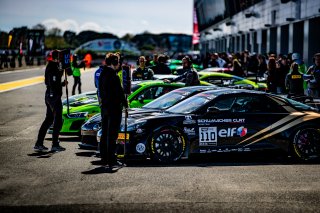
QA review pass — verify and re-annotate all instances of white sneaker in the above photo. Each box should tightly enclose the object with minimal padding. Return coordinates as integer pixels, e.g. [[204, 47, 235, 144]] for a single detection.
[[51, 145, 66, 152], [33, 145, 48, 152]]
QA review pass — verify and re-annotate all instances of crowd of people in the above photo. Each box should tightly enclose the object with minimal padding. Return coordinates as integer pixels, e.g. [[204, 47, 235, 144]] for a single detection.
[[203, 51, 320, 98], [34, 51, 320, 171]]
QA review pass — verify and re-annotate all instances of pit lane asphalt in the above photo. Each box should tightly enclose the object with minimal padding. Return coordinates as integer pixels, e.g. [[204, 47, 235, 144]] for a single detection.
[[0, 69, 320, 212]]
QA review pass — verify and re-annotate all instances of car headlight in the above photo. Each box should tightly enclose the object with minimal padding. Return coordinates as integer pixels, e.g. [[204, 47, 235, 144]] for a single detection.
[[67, 112, 89, 118], [121, 120, 147, 132], [92, 123, 101, 131]]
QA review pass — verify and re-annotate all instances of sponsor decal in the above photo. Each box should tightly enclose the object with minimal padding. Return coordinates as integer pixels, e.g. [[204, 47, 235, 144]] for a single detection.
[[199, 126, 247, 146], [199, 127, 218, 146], [237, 126, 247, 137], [198, 118, 245, 125], [238, 112, 319, 146], [136, 143, 146, 154], [183, 115, 196, 124], [183, 127, 196, 135], [136, 129, 143, 134]]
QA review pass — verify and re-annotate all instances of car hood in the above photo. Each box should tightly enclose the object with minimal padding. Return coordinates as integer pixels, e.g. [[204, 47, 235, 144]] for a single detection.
[[121, 112, 185, 126]]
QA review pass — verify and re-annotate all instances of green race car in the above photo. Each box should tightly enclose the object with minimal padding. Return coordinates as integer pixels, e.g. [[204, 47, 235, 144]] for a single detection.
[[48, 81, 185, 135], [198, 71, 268, 91]]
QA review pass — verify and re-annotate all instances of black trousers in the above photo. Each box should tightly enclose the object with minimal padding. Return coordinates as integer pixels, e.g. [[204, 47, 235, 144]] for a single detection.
[[36, 96, 62, 146], [100, 109, 122, 165], [72, 76, 81, 95]]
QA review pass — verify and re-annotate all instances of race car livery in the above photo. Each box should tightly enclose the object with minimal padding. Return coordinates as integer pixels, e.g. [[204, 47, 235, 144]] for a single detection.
[[79, 86, 220, 148], [199, 71, 268, 91], [103, 89, 320, 162]]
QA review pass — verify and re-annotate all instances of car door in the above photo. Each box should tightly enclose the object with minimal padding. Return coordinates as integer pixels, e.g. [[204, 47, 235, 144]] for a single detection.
[[197, 93, 288, 152], [230, 93, 289, 149]]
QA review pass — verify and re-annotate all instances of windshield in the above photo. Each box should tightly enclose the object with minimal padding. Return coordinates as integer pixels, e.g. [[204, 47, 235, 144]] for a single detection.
[[142, 91, 190, 109], [166, 94, 213, 114]]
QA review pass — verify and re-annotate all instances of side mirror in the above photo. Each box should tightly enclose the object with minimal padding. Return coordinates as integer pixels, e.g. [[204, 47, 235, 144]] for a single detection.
[[207, 107, 220, 114], [138, 95, 144, 104]]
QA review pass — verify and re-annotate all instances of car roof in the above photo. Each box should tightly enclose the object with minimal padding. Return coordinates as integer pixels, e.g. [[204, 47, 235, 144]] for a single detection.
[[173, 85, 220, 92], [198, 71, 244, 79], [137, 80, 185, 86], [202, 88, 268, 96]]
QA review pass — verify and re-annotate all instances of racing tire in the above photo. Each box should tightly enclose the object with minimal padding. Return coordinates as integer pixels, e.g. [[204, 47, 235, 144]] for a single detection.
[[150, 129, 186, 163], [292, 128, 320, 161]]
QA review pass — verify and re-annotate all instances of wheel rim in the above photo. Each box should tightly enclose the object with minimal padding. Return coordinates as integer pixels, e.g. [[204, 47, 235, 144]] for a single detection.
[[151, 130, 185, 162], [293, 129, 320, 160]]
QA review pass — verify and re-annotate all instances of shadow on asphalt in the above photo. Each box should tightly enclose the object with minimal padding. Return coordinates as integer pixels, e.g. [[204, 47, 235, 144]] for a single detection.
[[76, 149, 320, 167], [81, 166, 122, 175], [76, 151, 96, 157]]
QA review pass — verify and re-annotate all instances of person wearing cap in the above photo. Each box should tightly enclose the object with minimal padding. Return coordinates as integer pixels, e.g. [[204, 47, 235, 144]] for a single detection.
[[164, 56, 200, 86], [98, 53, 128, 168], [34, 50, 67, 151], [132, 56, 154, 80], [285, 62, 304, 98], [307, 53, 320, 98], [71, 54, 85, 95]]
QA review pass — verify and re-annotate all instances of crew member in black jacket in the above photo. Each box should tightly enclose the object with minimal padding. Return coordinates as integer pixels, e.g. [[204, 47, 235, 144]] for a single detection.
[[34, 50, 65, 151], [99, 53, 128, 167]]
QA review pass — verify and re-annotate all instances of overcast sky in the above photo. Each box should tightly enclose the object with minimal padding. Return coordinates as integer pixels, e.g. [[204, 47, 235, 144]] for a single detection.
[[0, 0, 193, 37]]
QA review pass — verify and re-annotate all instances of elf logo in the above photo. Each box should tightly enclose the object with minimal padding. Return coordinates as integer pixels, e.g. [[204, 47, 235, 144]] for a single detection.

⁂

» Your goal:
Arrange every line of the records above as a JSON list of strings, one string per line, with blank lines and pictures omitted.

» Reply to the exercise:
[
  "QA review pass — verify and re-annotate all instances of white sneaker in the above photo. Each box should tightly enclose the object with minimal padding. Return coordinates as integer pixels, e.g. [[204, 47, 235, 144]] for a single detection.",
  "[[51, 145, 66, 152], [33, 145, 48, 152]]",
  "QA review pass — verify and re-annotate all instances of crowd of people in the above photo. Each box should tightly enclose the object with minimal padding. Return coordinates as integer pixels, e.g. [[204, 47, 235, 144]] for a single detection.",
  "[[203, 51, 320, 98], [34, 51, 320, 171]]",
  "QA review pass — verify and re-annotate all instances of pit lane asphalt in the above photo. Each box should tightly enclose the object with minimal padding. Return coordinates as integer pixels, e.g. [[204, 47, 235, 144]] for a single detection.",
  "[[0, 69, 320, 212]]",
  "QA review pass — verify and re-annotate all instances of car headlight in the above photo. Each box should tightly enclose the object with minimal padding. Return coordinates as integer pixels, e.g. [[204, 47, 235, 144]] for a single detection.",
  "[[67, 112, 89, 118], [121, 120, 147, 132], [92, 123, 101, 131]]",
  "QA review pass — verify and re-annotate all instances of sponsor decal in the above photo. Each box should tightly enclose the object with minimal padding. Return coordinates as integer pixels, e.g. [[204, 47, 235, 144]] for a single detection.",
  "[[199, 126, 247, 146], [199, 127, 218, 146], [237, 126, 247, 137], [198, 118, 245, 125], [238, 112, 319, 146], [136, 143, 146, 154], [183, 115, 196, 124], [183, 127, 196, 135], [136, 129, 143, 134]]",
  "QA review pass — verify and re-annotate all instances of car hood in the above photo. Each box should tightly enclose the object with minimal padding. Return coordinates as integer pixels, e.g. [[204, 47, 235, 144]] for a single detection.",
  "[[121, 112, 185, 126]]",
  "QA review pass — verify and re-annotate all instances of green race car in the above photo. Each box should tightly enclose the object with minimal padding. Return coordinates as integer pixels, e.g. [[204, 47, 235, 144]] for a single detection.",
  "[[48, 81, 185, 135], [198, 71, 268, 91]]",
  "QA review pass — verify and re-annotate all instances of black trousers in the above photo. Each box should tightly enclose the object with minimal padding. Return coordinates as integer pixels, e.g. [[204, 47, 235, 144]] for a single detection.",
  "[[36, 96, 62, 146], [100, 109, 122, 165], [72, 76, 81, 95]]",
  "QA review pass — verify and re-annotate all instances of race car livery in the above photo. Each box should tightly enclose the object with minimal padding. Return coordinates as integer pixels, e.g. [[204, 47, 235, 144]] for a single detection.",
  "[[79, 86, 220, 148], [199, 71, 268, 91], [103, 89, 320, 162]]",
  "QA review pass — verify and re-annotate all instances of car door in the above photo. Each box should tightly enclose the object with minimal padding. Return coordinates as integer pixels, e.g. [[204, 47, 235, 144]] for a single detection.",
  "[[197, 93, 288, 152], [230, 93, 289, 149]]",
  "QA review pass — verify and re-annotate all instances of windshield in the above photo. Each box should tightly enclose the object with minimal padding. Return coordinates as integer pixels, e.g. [[204, 47, 235, 144]] for a single detection.",
  "[[142, 91, 190, 109], [166, 94, 213, 114]]",
  "QA review pass — verify and re-annotate all instances of side mirror in the above photo. Each box should tightly enclose the object with minimal padding. Return coordinates as integer pixels, e.g. [[204, 47, 235, 144]] for a single detection.",
  "[[207, 107, 220, 114], [138, 95, 144, 104]]",
  "QA review pass — verify and re-annotate all instances of car roof in the above photo. Each box should tightly enclose the object with minimal padding. Return coordinates as integer pixels, e.g. [[204, 47, 235, 144]] for a single detection.",
  "[[173, 85, 220, 92], [198, 71, 244, 79], [137, 80, 185, 86], [202, 88, 268, 96]]",
  "QA review pass — verify and re-annotate all instances of racing tire in the above photo. Each box should tightly enclose the object with minimal padding. Return coordinates as integer pixels, e.g. [[204, 47, 235, 144]] for a single detection.",
  "[[150, 129, 186, 163], [292, 128, 320, 161]]",
  "QA review pass — verify and re-annotate all instances of wheel rim in the above photo. Each box should tightly enclose the object with minimal padding. Return coordinates as integer pixels, e.g. [[204, 47, 235, 144]] for a single detection.",
  "[[151, 130, 185, 162], [293, 129, 320, 160]]",
  "QA review pass — verify and re-annotate all instances of shadow on asphalt in the above photo. Each box should tightly enclose the object with minimal padding. Return coordinates as integer pixels, e.g. [[204, 47, 235, 144]] for a single detection.",
  "[[76, 149, 320, 167], [81, 166, 122, 175], [76, 151, 96, 157]]",
  "QA review pass — verify and re-annotate all instances of person wearing cap in the above photo. Each box should tightly enclose the object with minimal padding. Return coordinates as integer pixels, e.g. [[204, 47, 235, 144]] for a single detection.",
  "[[164, 56, 200, 86], [98, 53, 128, 168], [34, 50, 67, 151], [132, 56, 154, 80], [285, 62, 304, 98], [307, 53, 320, 98], [71, 54, 85, 95]]",
  "QA review pass — verify and re-annotate all instances of crew member in black jacket in the above photo. Each box should tightly enclose the object with minimal padding. Return coordinates as integer pixels, e.g. [[204, 47, 235, 144]] for a single detection.",
  "[[34, 50, 65, 151], [99, 53, 128, 167]]",
  "QA review pass — verify and re-annotate all instances of overcast sky in the above photo. Each box should tightly enclose the object with minimal padding. Return coordinates as integer pixels, e.g. [[204, 47, 235, 144]] for a single detection.",
  "[[0, 0, 193, 37]]",
  "QA review pass — verify and re-annotate all instances of elf logo in the above photo. Each box should tightly enclose the object with minimal padding. Return coordinates as integer pixels, e.g. [[204, 47, 235, 144]] for a single detection."
]